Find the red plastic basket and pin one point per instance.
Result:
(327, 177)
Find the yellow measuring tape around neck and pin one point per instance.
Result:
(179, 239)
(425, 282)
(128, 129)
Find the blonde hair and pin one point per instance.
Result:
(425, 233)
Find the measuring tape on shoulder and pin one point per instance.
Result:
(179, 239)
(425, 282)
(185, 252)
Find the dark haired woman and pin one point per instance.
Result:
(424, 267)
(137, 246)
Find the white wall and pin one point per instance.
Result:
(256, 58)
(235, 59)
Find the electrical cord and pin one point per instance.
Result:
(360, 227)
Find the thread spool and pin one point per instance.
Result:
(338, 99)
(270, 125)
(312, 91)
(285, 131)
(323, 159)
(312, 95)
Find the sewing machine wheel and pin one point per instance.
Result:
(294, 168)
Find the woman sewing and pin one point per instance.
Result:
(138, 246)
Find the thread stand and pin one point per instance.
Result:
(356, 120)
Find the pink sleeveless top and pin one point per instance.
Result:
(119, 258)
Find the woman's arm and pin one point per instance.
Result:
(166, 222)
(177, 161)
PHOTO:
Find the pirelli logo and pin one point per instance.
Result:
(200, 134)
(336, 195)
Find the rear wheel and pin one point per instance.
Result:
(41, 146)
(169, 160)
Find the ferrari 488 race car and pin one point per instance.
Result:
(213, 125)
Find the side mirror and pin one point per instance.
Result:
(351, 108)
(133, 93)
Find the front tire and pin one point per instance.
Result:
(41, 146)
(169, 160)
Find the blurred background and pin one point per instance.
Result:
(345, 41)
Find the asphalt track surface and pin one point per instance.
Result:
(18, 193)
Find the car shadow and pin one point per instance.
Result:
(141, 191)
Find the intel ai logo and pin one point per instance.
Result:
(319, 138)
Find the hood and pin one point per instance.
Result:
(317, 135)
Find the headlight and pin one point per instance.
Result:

- - -

**TASK PROMPT:** Copy out each entry precisely. Leave nothing out.

**OUTPUT BELOW:**
Find the red plastic basket and pin one point per instance.
Result:
(327, 177)
Find the yellow measuring tape around neck and pin one point per instance.
Result:
(179, 239)
(425, 282)
(128, 129)
Find the blonde hair and pin one point per instance.
Result:
(425, 233)
Find the measuring tape on shoulder and pin one point per instance.
Result:
(179, 239)
(425, 282)
(185, 252)
Find the dark haired woman and pin one point per instance.
Result:
(424, 267)
(137, 246)
Find the white wall and pin one point per instance.
Result:
(256, 58)
(235, 59)
Find the electrical cord and pin one point per instance.
Result:
(360, 227)
Find the thread spool and pin one point per instance.
Result:
(338, 99)
(270, 125)
(312, 91)
(285, 131)
(323, 159)
(312, 95)
Find the sewing machine wheel and pin one point per instance.
Result:
(294, 168)
Find the woman sewing and pin one point per instance.
Result:
(138, 246)
Find the thread stand and pin one point per instance.
Result:
(356, 120)
Find the pink sleeveless top and pin one point per instance.
Result:
(119, 258)
Find the woman's arm and pin one point per instance.
Result:
(166, 222)
(177, 161)
PHOTO:
Find the pirelli logo and pin one point per instance.
Result:
(200, 134)
(336, 195)
Find the rear wheel and pin one point per instance.
Result:
(41, 146)
(169, 160)
Find the ferrari 488 race car and pin one point per instance.
Result:
(213, 125)
Find the side mirror and pin one point per instance.
Result:
(351, 108)
(133, 93)
Find the front tire and pin one point per instance.
Result:
(41, 146)
(169, 160)
Find the blurred background and pin one point per instance.
Result:
(345, 41)
Find the asphalt track surface and pin one point per instance.
Result:
(18, 193)
Find the car shadow and pin one point per instance.
Result:
(141, 191)
Find the intel ai logo and pin one point per instance.
Result:
(319, 138)
Find the hood and pin one point per instance.
Result:
(317, 135)
Find the headlight and pin one point per instance.
Result:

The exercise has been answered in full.